Source data
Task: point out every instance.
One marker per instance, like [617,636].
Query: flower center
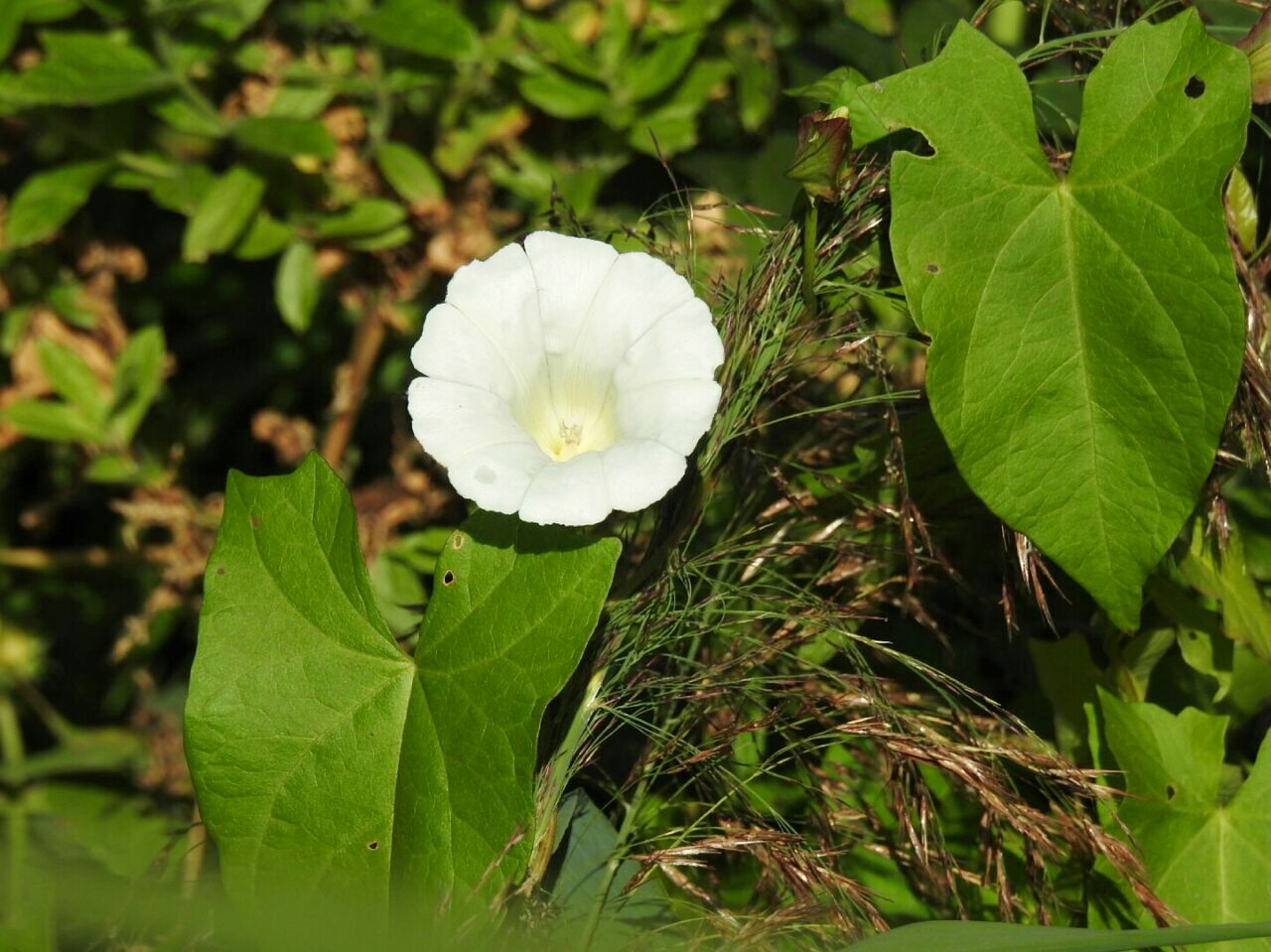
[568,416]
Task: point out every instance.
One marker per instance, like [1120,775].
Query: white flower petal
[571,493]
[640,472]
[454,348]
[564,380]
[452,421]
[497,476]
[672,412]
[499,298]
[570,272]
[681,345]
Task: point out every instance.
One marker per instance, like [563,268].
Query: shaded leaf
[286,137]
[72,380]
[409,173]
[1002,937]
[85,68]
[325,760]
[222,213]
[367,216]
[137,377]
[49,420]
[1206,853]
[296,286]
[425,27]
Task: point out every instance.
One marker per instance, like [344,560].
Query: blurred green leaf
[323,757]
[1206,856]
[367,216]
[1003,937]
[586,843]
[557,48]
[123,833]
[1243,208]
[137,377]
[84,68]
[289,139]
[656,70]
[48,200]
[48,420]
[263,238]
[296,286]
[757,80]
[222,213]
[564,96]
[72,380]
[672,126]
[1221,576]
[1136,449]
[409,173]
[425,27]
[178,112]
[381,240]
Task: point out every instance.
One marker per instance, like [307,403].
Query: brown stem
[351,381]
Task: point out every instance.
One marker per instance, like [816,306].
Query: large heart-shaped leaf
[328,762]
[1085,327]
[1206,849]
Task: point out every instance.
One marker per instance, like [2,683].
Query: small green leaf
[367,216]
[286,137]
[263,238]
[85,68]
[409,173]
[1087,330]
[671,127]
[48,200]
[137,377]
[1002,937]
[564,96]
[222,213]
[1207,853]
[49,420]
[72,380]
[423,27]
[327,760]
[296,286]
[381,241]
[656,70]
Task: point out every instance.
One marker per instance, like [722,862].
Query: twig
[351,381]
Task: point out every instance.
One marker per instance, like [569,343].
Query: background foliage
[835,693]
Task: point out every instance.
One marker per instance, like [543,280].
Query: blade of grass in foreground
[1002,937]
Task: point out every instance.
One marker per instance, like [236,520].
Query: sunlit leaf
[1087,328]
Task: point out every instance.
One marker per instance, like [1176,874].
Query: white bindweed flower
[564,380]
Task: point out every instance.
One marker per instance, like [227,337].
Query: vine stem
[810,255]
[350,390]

What is required => Without the pictures, print the records in full, exactly as they appear.

The solution =>
Task: point out every instance.
One marker per instance, like [617,636].
Query: flower center
[568,416]
Task: point out every instance.
One marker per instance, like [1120,775].
Query: white flower petal
[571,493]
[640,472]
[454,348]
[564,380]
[452,421]
[497,476]
[672,412]
[499,298]
[570,272]
[681,345]
Task: point out every instance.
One marker per instance, like [563,268].
Query: shaded leaf
[286,137]
[72,380]
[409,173]
[1002,937]
[85,68]
[325,760]
[222,213]
[367,216]
[137,377]
[49,420]
[1206,853]
[296,286]
[425,27]
Task: point out every instance.
One marker per instance, like [344,560].
Query: blurred green leaf
[323,757]
[1206,856]
[367,216]
[1003,937]
[586,843]
[557,48]
[123,833]
[1243,208]
[137,377]
[84,68]
[289,139]
[656,70]
[48,200]
[48,420]
[263,238]
[296,286]
[757,80]
[222,213]
[564,96]
[72,380]
[672,126]
[1221,576]
[1136,449]
[409,173]
[425,27]
[178,112]
[381,240]
Task: point out every instance.
One marker per instance, like [307,403].
Query: brown stem
[351,381]
Task: point out every instance.
One marker per instance, like [816,306].
Query: large heart-shaped leaf
[328,762]
[1085,327]
[1206,849]
Task: point out every instance.
One marker per instance, like [2,683].
Query: small green leaf
[367,216]
[286,137]
[263,238]
[85,68]
[409,173]
[1087,330]
[671,127]
[48,200]
[137,377]
[1002,937]
[564,96]
[222,213]
[1207,853]
[49,420]
[72,380]
[423,27]
[327,760]
[296,286]
[381,241]
[656,70]
Task: point out every instance.
One marker per instance, like [722,862].
Query: twig
[351,381]
Task: point out every instance.
One marker per instance, like [569,343].
Query: background foliage
[835,693]
Task: point out every instance.
One marker per instance, like [543,280].
Query: blade of grass in foreground
[1002,937]
Task: point out every instance.
One marker per instance, like [236,520].
Query: sunlit leaf
[1087,328]
Task: point out every instance.
One marker per instance, like [1176,874].
Query: white bindweed flower
[564,380]
Task: point out every instance.
One marker per instance, like [227,337].
Query: vine stem
[810,255]
[350,390]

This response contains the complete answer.